■ Instructions for the task ■
A verbatim copy of the lines starting at the one with "of the shirt" and ending at the last line below is required; include nothing else.

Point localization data
= = = =

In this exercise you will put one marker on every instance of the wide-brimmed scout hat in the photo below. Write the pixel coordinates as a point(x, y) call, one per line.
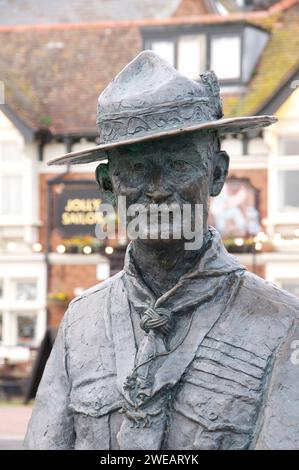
point(150, 100)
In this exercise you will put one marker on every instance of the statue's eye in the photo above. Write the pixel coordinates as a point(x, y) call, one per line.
point(138, 167)
point(178, 165)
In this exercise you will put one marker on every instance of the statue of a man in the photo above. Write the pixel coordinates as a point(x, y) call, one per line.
point(183, 349)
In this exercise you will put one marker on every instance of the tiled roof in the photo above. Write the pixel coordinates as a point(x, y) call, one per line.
point(279, 59)
point(14, 12)
point(53, 74)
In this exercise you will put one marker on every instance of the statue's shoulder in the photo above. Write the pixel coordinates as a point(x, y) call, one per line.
point(94, 300)
point(265, 293)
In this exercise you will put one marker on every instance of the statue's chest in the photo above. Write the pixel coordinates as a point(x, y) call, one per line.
point(218, 400)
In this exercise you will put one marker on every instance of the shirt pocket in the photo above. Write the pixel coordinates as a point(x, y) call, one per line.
point(93, 400)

= = = =

■ Task result ■
In this exercise you will put one marker on every instance of the shirt pocket in the photo above. Write the pixel coordinates as a point(x, y) call, one per line.
point(93, 400)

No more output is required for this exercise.